Omit the images and reproduce the rest of the entries exactly.

(Data for this task)

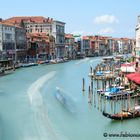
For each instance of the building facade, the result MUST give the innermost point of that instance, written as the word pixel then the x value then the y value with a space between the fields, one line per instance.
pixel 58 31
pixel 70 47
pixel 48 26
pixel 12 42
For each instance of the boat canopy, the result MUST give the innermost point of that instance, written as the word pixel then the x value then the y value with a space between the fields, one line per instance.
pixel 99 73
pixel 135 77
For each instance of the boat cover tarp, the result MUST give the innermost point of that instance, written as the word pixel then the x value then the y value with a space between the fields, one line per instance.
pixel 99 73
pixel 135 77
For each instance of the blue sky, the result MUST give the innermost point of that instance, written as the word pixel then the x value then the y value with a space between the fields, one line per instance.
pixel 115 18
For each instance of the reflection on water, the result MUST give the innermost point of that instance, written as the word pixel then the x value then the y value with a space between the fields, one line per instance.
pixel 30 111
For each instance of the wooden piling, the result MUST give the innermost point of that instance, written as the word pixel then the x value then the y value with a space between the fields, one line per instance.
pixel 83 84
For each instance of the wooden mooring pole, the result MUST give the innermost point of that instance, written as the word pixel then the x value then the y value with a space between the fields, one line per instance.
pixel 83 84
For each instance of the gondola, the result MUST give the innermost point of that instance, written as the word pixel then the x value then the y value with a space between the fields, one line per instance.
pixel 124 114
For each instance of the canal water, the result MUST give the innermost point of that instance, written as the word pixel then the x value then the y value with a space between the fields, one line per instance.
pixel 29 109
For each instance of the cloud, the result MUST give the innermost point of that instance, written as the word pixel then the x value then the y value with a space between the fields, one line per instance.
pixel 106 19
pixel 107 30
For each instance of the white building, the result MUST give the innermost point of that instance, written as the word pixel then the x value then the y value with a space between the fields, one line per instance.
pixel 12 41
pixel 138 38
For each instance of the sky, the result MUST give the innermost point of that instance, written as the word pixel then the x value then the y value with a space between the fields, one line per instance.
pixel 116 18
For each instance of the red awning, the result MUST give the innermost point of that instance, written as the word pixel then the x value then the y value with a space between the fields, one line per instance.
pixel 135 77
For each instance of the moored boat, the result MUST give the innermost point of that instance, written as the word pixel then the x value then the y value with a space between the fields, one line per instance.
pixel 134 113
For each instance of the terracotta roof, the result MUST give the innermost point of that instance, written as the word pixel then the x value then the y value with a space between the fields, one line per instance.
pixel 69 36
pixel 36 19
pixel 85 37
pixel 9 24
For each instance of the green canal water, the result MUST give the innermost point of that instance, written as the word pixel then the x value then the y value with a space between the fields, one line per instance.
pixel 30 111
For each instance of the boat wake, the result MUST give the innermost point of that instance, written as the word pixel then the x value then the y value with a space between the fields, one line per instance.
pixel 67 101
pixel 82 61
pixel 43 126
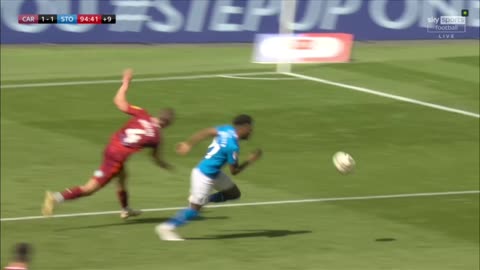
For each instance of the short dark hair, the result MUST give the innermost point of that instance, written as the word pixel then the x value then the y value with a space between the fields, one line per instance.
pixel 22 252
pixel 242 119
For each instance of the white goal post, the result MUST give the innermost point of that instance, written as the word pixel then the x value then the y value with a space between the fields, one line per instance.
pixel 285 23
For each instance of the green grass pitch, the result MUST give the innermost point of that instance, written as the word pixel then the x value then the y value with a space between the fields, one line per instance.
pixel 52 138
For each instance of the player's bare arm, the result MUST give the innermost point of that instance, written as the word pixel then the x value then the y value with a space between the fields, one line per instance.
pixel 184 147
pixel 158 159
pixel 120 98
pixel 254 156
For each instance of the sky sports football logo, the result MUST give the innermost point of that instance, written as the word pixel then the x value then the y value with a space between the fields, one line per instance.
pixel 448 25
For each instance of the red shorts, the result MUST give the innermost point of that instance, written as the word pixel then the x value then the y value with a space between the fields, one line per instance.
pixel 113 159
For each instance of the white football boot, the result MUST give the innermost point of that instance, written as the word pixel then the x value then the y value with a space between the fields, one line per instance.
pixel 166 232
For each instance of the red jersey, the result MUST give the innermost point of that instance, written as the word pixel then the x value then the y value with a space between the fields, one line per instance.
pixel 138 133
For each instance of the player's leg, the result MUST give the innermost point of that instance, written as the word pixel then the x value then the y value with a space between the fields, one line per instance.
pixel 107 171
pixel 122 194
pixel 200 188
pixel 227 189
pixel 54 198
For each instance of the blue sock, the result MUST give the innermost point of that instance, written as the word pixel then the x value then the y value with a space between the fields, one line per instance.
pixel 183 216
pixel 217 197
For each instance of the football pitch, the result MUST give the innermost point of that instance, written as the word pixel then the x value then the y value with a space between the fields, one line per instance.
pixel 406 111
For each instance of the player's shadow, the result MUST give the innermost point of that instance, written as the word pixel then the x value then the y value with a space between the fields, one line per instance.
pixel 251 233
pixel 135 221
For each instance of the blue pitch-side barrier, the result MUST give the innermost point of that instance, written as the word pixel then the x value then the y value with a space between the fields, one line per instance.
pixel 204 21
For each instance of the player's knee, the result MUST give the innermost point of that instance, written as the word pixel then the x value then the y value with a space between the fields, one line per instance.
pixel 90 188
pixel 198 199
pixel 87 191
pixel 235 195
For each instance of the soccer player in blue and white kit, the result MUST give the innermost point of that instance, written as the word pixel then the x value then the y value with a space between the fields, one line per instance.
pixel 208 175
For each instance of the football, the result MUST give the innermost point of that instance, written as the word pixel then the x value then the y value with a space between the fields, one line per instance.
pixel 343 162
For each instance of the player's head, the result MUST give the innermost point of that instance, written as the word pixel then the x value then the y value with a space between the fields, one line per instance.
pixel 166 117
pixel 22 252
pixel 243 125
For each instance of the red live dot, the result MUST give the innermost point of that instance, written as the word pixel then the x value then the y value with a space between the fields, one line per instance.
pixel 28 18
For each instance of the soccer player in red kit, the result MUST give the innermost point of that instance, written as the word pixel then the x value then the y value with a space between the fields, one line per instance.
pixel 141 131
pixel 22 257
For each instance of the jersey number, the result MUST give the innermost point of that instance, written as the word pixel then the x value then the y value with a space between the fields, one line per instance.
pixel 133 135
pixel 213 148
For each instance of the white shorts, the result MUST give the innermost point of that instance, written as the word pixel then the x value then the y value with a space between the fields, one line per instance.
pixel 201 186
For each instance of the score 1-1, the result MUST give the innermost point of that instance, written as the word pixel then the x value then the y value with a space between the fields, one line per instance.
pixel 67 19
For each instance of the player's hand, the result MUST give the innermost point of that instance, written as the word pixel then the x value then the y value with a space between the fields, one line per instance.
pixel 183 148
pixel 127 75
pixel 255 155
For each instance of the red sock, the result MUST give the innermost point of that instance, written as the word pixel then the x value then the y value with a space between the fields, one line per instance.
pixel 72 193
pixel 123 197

(End Data for this task)

Expected answer:
For each instance of the building facade, the result MUST give the innermost point of that instance, written as the word pixel then the x value then the y value with a space between the fields, one line per instance.
pixel 58 31
pixel 70 47
pixel 48 26
pixel 12 42
For each instance of the boat canopy, the result MUST give the innermost point of that instance, written as the word pixel then the x value then the y value with a space between the fields, one line per instance.
pixel 99 73
pixel 135 77
For each instance of the boat cover tarp, the result MUST give the innermost point of that instance, written as the word pixel then the x value then the y value with a space between the fields, one line per instance.
pixel 99 73
pixel 135 77
For each instance of the blue sky, the result MUST give the innermost point of that instance, written as the word pixel then the x value then the y value with a space between the fields, one line per instance.
pixel 115 18
For each instance of the reflection on water, the result MUST give the innermost point of that instance, written as the word pixel then the x value then the y value with a space between the fields, one line per instance.
pixel 30 111
For each instance of the wooden piling, the result MUST give the innermost point of that instance, written as the word pixel then the x value then the y value with a space between the fields, one line per instance.
pixel 83 84
For each instance of the wooden mooring pole, the result MUST give the innermost point of that instance, written as the word pixel then the x value then the y value with a space between the fields, one line per instance.
pixel 83 84
For each instance of the gondola, the result MUST give the innermost point of that instance, written as the word pixel then the x value then the y value with a space between the fields, one line per instance.
pixel 124 114
For each instance of the canal water, the result MUST give the innermost point of that instance, written as the word pixel then the x value then the y value with a space between the fields, one line per instance.
pixel 29 109
For each instance of the cloud, the result MUST give the innermost point of that instance, written as the word pixel then the x value then the y value with a space between the fields, one line per instance.
pixel 106 19
pixel 107 30
For each instance of the white building, the result MUST give the innermost point of that instance, written as the word pixel then the x value then the y value with a space between the fields, one line per instance.
pixel 12 41
pixel 138 38
For each instance of the sky, the result MUST give the innermost point of that instance, written as the word pixel then the x value then the y value with a space between the fields, one line per instance.
pixel 116 18
For each instance of the red awning, the result MUST give the innermost point of that instance, written as the word pixel then the x value then the y value with a space between the fields, one line per instance.
pixel 135 77
For each instance of the moored boat, the result MUST give the innermost point of that instance, written as the word pixel then the x value then the y value with a space between the fields, one line per instance.
pixel 134 113
For each instance of the terracotta roof, the result MUST give the innermost point of that instance, written as the word pixel then the x value then the y value with a space between the fields, one line per instance.
pixel 69 36
pixel 36 19
pixel 85 37
pixel 9 24
For each instance of the green canal water, the result MUST give the innermost point of that instance, written as the word pixel then the x value then the y value with a space between the fields, one line per instance.
pixel 30 111
For each instance of the boat wake, the result MUST give the innermost point of that instance, written as the word pixel then the x value then the y value with a space between the fields, one line per instance.
pixel 67 101
pixel 82 61
pixel 43 126
For each instance of the short dark hair, the result MUST give the innermost point of that instance, written as the word pixel then the x value then the y value with a space between the fields, one line per instance.
pixel 22 252
pixel 242 119
For each instance of the white goal post, the result MUST give the innermost point of that instance, written as the word pixel then the x value then the y value with a space between the fields, one line per instance.
pixel 285 23
For each instance of the green grass pitch, the result MUST give the innermost point of that instance, written as the word pixel then the x value then the y value with a space between the fields, one line per instance.
pixel 52 138
For each instance of the player's bare arm, the result MUST give the innermost point of that instance, written as the word pixel then the x value then the y value with a space between the fields, one line per instance.
pixel 184 147
pixel 158 159
pixel 120 98
pixel 254 156
For each instance of the sky sports football logo, the result MUST give the innermost point of that instance, written as the word pixel then the x value then the y value with a space between the fields, one line per instance.
pixel 448 25
For each instance of the red shorts, the result MUST give the innermost point of that instance, written as the word pixel then the x value then the y value with a space between the fields, one line per instance.
pixel 113 159
For each instance of the white football boot, the result MUST give the innermost point of that instance, written as the word pixel then the x value then the y value with a space between the fields, one line per instance.
pixel 166 232
For each instance of the red jersey, the result MUST give the innermost point of that instance, written as the word pixel then the x value then the y value with a space between the fields, one line per instance.
pixel 138 133
For each instance of the player's leg, the result MUST give the innermost point of that instance, written as the word pixel then the x value then the y value with a space between the fields, one line per instance.
pixel 107 171
pixel 122 194
pixel 200 188
pixel 227 189
pixel 54 198
For each instance of the blue sock, the result MUST give the innermost point of that instance, written as the word pixel then the x value then the y value with a space between the fields, one line per instance.
pixel 183 216
pixel 217 197
For each instance of the football pitch, the result MUST give the innermost point of that instance, written as the word pixel then the x value then the y value with a space between the fields, one line per instance.
pixel 406 111
For each instance of the player's shadow, the result MUST give the innermost point of that instance, written as the word pixel then the x value then the y value with a space between the fields, one line per instance.
pixel 251 233
pixel 135 221
For each instance of the blue pitch-side barrier, the result MUST give the innermost point of that instance, written as the word pixel then the x value then the y value with a space between the fields, one line per instance.
pixel 204 21
For each instance of the player's knee, the result MUST give the innermost point of that instance, written as the word pixel then the x value then the y value with a space between the fields, one line per instance.
pixel 90 188
pixel 198 199
pixel 87 191
pixel 235 195
For each instance of the soccer player in blue and white kit, the result MUST give the innermost point of that instance, written as the word pixel then the x value then the y value with a space between the fields, one line per instance.
pixel 208 175
For each instance of the football, the result MUST give the innermost point of that instance, written as the word pixel then the x value then the y value with a space between the fields, one line per instance.
pixel 343 162
For each instance of the player's head, the result MUST give the innermost point of that instance, written as the word pixel then the x value then the y value with a space between the fields, one line per instance.
pixel 166 117
pixel 22 252
pixel 243 125
For each instance of the red live dot, the result MUST give the innermost point of that instance, written as the word pixel then the x value then the y value with a space between the fields, one line per instance.
pixel 28 18
For each instance of the soccer player in red kit, the result MUST give the innermost point of that instance, written as the word pixel then the x value then the y value with a space between the fields, one line per instance.
pixel 141 131
pixel 22 257
For each instance of the jersey number, the result MUST give the innermost point of that instance, written as the word pixel then the x value then the y value with a space between the fields, one line per instance.
pixel 133 135
pixel 213 148
For each instance of the white shorts, the result MUST give the innermost point of that instance, written as the word pixel then the x value then the y value with a space between the fields, one line per instance.
pixel 201 186
For each instance of the score 1-1, the result MUST give the innermost point of that instance, written as the word pixel then the x value then the y value with a space between the fields, one line per instance.
pixel 67 19
For each instance of the player's hand, the result MUST give the innermost point of that instance, written as the word pixel then the x value then the y value with a space between the fields, one line per instance.
pixel 183 148
pixel 127 75
pixel 255 155
For each instance of the red sock, the result MUST give the innermost point of that instance, written as the word pixel then the x value then the y value with a space between the fields, one line per instance.
pixel 72 193
pixel 123 197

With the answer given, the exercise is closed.